Continue the article on documenting the monetary value of Marketing actions, picking up right after its final sentence.

=== Source passage ===

In short, providing the key numbers for Marketing contribution to the business is what many business leaders look for. But shedding more light on the work and the people that lead to these numbers is important to building cultures that attract and retain great talent. Documenting monetary values associated with tactics, learnings and actions are essential building blocks to not only telling that deeper story, but also to building that culture.
When a myriad of tasks are being done amidst an ever-evolving backdrop of external factors that can influence minds, traffic volumes and engagement levels, it’s no easy feat to pinpoint what each of your Marketing tactics are yielding in terms of concrete business value. But piecing together data-backed estimates by documenting the values of actions that are being taken on specific learnings is important.
Why? How does taking the time to document actions and associated values help?
1 – More clarity on the best levers to success
Winning data-informed Marketing organizations have more clarity on what activities and tasks to prioritize when the estimated monetary values that are associated with specific quant and qual insights are documented. These insight-driven actions and associated values can be recorded in platforms like Datatinga™ or other general workflow and collaboration platforms. Values can be added when actions are taken and/or when the implementations have been analyzed over time. The more discreet actions that are taken – e.g. when learnings are implemented in different user flows or campaigns – the more value can be added to that particular insight.
2 – Better illustration of Marketing work that contributes to the business
Often times, the C-suite is focused on the big picture and what the numbers look like in terms of contributions to the various milestones in the sales pipeline. Fair enough. But what does peeling off the shiny veneer do in terms of understanding contributions to the business?
Understanding the work that contributes to the numbers not only helps to prioritize what resources focus on in the future, but it reveals a level of detail that can help Marketing leadership reveal more concrete examples of what their team is doing to enable the numbers in the executive dashboards.

=== Dataset content ===

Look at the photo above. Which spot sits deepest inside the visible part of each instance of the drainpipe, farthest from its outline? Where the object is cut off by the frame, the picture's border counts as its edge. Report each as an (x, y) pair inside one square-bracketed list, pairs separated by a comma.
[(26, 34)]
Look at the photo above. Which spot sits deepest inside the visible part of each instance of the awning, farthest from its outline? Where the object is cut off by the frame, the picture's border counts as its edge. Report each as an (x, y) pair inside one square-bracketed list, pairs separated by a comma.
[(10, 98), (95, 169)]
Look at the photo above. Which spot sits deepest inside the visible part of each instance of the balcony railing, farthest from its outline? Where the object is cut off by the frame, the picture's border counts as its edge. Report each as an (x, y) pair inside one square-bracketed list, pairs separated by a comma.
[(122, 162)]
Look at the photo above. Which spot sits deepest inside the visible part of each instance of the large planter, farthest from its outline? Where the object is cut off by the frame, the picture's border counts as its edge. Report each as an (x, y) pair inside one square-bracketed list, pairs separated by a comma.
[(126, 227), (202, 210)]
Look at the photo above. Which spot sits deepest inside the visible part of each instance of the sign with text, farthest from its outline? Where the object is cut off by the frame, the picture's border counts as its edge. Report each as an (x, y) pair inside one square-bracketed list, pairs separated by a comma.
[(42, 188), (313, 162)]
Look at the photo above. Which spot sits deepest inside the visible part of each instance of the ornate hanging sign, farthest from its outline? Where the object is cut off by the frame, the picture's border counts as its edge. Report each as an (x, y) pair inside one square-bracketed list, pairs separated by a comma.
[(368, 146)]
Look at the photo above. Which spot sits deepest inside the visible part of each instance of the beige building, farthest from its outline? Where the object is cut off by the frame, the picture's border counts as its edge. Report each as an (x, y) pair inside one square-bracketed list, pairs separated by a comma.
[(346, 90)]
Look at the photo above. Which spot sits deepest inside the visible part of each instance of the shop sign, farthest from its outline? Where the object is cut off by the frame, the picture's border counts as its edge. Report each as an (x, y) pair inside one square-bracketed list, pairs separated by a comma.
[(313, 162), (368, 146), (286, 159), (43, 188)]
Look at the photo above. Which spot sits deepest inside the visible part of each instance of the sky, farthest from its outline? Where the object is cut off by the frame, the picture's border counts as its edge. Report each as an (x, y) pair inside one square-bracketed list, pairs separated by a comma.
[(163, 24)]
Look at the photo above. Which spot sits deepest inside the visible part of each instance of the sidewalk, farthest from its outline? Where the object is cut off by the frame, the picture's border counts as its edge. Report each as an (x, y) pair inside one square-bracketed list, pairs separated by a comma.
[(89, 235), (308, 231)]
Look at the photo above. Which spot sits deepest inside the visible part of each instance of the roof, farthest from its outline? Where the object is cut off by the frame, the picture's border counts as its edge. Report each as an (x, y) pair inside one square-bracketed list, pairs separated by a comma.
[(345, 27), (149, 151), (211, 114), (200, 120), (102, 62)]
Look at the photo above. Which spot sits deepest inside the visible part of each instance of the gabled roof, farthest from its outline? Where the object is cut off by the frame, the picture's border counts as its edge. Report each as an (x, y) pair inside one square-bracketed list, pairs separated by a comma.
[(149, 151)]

===

- Answer to this task
3 – Illuminate the people behind the work
Digging behind the executive scoreboard also reveals the rock star people behind the Marketing contribution numbers.
What tactics were really valuable? Who surfaced those ideas? Who created those customer experiences? Who is documenting those tactics and how were those tactics proven to be successful? Who is taking action on the learnings so that more business value can be extracted from them?
When these answers are recorded and – just even more important – revealed across people and teams, this becomes more than a numbers story. It becomes a people story. With people stories, come recognition, celebration – and yes, motivation. Because let’s face it – who does not want to be recognized and celebrated for great work. When we see colleagues praised and celebrated, it normal to rev up our own internal motors.
4 – Build a cultures that everyone wants to be around
The recognition of great work fuels the very behaviors that, in turn, build prevailing mindsets. This is what forms cultures. Adding monetary value to actions that are being taken on data and insights helps to build a culture focused on outcomes. Future ideas and actions can and should more naturally start with the question of how can this idea translate into more sales, leads, subscriptions, engagement? – whatever those key activities are that drive your organization forward.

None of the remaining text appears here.